INSTRUCTIONS FOR THE TASK —
Repeat each record below exactly as given.

PROVIDED RECORDS —
^^^^^^^^

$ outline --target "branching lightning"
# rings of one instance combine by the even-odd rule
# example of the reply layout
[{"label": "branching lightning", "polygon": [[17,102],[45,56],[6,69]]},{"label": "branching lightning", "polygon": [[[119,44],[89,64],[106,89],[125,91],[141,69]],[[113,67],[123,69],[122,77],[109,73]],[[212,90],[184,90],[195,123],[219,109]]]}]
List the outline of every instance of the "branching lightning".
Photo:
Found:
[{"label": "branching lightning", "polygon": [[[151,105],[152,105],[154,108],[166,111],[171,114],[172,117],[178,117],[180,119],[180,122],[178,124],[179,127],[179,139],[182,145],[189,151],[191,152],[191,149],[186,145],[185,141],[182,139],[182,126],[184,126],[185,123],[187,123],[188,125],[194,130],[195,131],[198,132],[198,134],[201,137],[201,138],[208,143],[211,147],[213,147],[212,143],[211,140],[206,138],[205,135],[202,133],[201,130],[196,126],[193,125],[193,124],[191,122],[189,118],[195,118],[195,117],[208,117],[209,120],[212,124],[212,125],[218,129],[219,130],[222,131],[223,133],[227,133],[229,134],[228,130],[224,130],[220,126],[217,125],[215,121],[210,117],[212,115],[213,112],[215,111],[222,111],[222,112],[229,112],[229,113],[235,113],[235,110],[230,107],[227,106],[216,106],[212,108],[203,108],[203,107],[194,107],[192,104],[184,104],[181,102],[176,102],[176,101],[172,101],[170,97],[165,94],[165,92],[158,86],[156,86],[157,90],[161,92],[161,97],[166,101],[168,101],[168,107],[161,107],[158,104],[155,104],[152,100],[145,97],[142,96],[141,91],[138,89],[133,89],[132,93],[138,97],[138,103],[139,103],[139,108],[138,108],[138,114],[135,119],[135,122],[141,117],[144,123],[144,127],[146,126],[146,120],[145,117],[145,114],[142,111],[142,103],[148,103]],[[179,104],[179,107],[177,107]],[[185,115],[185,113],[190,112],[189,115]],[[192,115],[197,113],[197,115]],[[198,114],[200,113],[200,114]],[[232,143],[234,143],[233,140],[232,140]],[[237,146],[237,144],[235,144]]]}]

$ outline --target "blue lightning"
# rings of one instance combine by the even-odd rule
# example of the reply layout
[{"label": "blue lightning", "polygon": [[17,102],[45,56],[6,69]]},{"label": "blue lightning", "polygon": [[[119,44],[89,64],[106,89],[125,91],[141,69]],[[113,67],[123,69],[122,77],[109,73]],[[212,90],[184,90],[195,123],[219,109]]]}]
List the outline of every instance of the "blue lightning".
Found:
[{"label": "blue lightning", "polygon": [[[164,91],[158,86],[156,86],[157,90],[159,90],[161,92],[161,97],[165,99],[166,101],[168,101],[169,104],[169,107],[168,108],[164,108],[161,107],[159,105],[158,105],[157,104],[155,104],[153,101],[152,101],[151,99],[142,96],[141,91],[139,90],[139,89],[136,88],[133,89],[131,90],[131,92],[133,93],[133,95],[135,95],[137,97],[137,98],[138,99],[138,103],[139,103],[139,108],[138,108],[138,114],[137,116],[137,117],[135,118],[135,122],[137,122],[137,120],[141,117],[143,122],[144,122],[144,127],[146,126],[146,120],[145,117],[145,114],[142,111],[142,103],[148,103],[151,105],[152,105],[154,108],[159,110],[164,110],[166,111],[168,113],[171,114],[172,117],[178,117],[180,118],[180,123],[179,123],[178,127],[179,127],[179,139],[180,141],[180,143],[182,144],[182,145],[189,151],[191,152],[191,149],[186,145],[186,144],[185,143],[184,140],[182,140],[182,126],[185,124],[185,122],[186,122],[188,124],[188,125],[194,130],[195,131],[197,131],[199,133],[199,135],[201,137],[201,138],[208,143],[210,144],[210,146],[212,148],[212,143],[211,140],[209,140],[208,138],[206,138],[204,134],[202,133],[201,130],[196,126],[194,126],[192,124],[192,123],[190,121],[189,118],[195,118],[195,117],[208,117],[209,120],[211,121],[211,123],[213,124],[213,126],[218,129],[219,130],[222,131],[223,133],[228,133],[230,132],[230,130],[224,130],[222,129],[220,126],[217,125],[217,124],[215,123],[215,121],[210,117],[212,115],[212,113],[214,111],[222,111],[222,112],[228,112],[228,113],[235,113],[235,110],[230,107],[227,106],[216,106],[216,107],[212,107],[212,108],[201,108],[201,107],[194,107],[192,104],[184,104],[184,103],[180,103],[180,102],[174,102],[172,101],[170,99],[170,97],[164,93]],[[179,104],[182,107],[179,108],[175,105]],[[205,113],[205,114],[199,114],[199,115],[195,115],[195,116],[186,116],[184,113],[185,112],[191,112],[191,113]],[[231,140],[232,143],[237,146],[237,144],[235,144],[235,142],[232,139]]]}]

^^^^^^^^

EXERCISE OUTPUT —
$ outline --target "branching lightning"
# rings of one instance combine by the even-odd rule
# example of the reply layout
[{"label": "branching lightning", "polygon": [[17,102],[45,56],[6,69]]},{"label": "branching lightning", "polygon": [[[119,44],[89,64],[106,89],[125,91],[141,69]],[[113,67],[123,69],[122,77],[109,73]],[[212,90],[184,90],[195,123],[219,109]]]}]
List the outline of every instance of the "branching lightning".
Photo:
Found:
[{"label": "branching lightning", "polygon": [[[151,105],[152,105],[154,108],[166,111],[171,114],[172,117],[178,117],[180,119],[180,122],[178,124],[179,127],[179,139],[182,145],[189,151],[191,152],[191,149],[186,145],[185,141],[182,139],[182,126],[184,126],[185,123],[187,123],[188,125],[194,130],[195,131],[198,132],[198,134],[201,137],[201,138],[208,143],[211,147],[213,147],[212,143],[211,140],[206,138],[205,135],[202,133],[201,130],[196,126],[193,125],[193,124],[191,122],[189,118],[195,118],[195,117],[208,117],[209,120],[212,124],[212,125],[218,129],[219,130],[222,131],[223,133],[227,133],[229,134],[228,130],[224,130],[220,126],[217,125],[215,121],[210,117],[212,115],[213,112],[215,111],[222,111],[222,112],[229,112],[229,113],[235,113],[235,110],[230,107],[227,106],[216,106],[212,108],[203,108],[203,107],[194,107],[192,104],[184,104],[181,102],[176,102],[176,101],[172,101],[170,97],[165,94],[165,92],[158,86],[156,86],[157,90],[161,92],[161,97],[166,101],[168,101],[168,107],[161,107],[158,104],[155,104],[152,100],[145,97],[142,96],[141,91],[138,89],[133,89],[132,93],[138,97],[138,103],[139,103],[139,108],[138,108],[138,114],[135,119],[135,122],[141,117],[144,123],[144,127],[146,126],[146,120],[145,117],[145,114],[142,111],[142,103],[148,103]],[[179,104],[179,107],[177,107]],[[185,115],[185,113],[190,112],[189,115]],[[192,115],[197,113],[197,115]],[[198,114],[200,113],[200,114]],[[232,143],[234,143],[233,140],[232,140]],[[237,146],[237,144],[235,144]]]}]

$ outline --target "blue lightning"
# rings of one instance combine by the even-odd rule
# example of the reply layout
[{"label": "blue lightning", "polygon": [[17,102],[45,56],[6,69]]},{"label": "blue lightning", "polygon": [[[119,44],[89,64],[106,89],[125,91],[141,69]],[[113,67],[123,69],[122,77],[109,73]],[[212,90],[184,90],[195,123],[219,109]]]}]
List the outline of every instance of the "blue lightning".
Found:
[{"label": "blue lightning", "polygon": [[[164,91],[158,86],[156,86],[157,90],[159,90],[161,92],[161,97],[165,99],[166,101],[168,101],[169,104],[169,107],[168,108],[164,108],[161,107],[159,105],[158,105],[157,104],[155,104],[153,101],[152,101],[151,99],[142,96],[141,91],[139,90],[139,89],[136,88],[133,89],[131,90],[131,92],[133,93],[133,95],[135,95],[137,97],[137,98],[138,99],[138,103],[139,103],[139,108],[138,108],[138,114],[137,116],[137,117],[135,118],[135,122],[137,122],[137,120],[141,117],[143,122],[144,122],[144,127],[146,126],[146,120],[145,117],[145,114],[142,111],[142,103],[148,103],[151,105],[152,105],[154,108],[159,110],[164,110],[166,111],[168,113],[171,114],[172,117],[178,117],[180,118],[180,123],[179,123],[178,127],[179,127],[179,139],[180,141],[180,143],[182,144],[182,145],[189,151],[191,152],[191,149],[186,145],[186,144],[185,143],[184,140],[182,140],[182,126],[185,124],[185,122],[186,122],[188,124],[188,125],[194,130],[195,131],[197,131],[199,133],[199,135],[201,137],[201,138],[208,143],[210,144],[210,146],[212,148],[212,143],[211,140],[209,140],[208,138],[206,138],[204,134],[202,133],[201,130],[196,126],[194,126],[192,124],[192,123],[190,121],[189,118],[195,118],[195,117],[208,117],[209,120],[211,121],[211,123],[213,124],[213,126],[218,129],[219,130],[222,131],[223,133],[228,133],[230,132],[230,130],[224,130],[222,129],[220,126],[217,125],[217,124],[215,123],[215,121],[210,117],[212,115],[212,113],[214,111],[222,111],[222,112],[228,112],[228,113],[235,113],[235,110],[230,107],[227,106],[216,106],[216,107],[212,107],[212,108],[201,108],[201,107],[194,107],[192,104],[184,104],[184,103],[180,103],[180,102],[174,102],[172,101],[170,99],[170,97],[164,93]],[[179,104],[182,107],[179,108],[175,105]],[[205,113],[205,114],[199,114],[199,115],[195,115],[195,116],[186,116],[184,113],[185,112],[191,112],[191,113]],[[231,140],[232,143],[237,146],[237,144],[235,144],[235,142],[232,139]]]}]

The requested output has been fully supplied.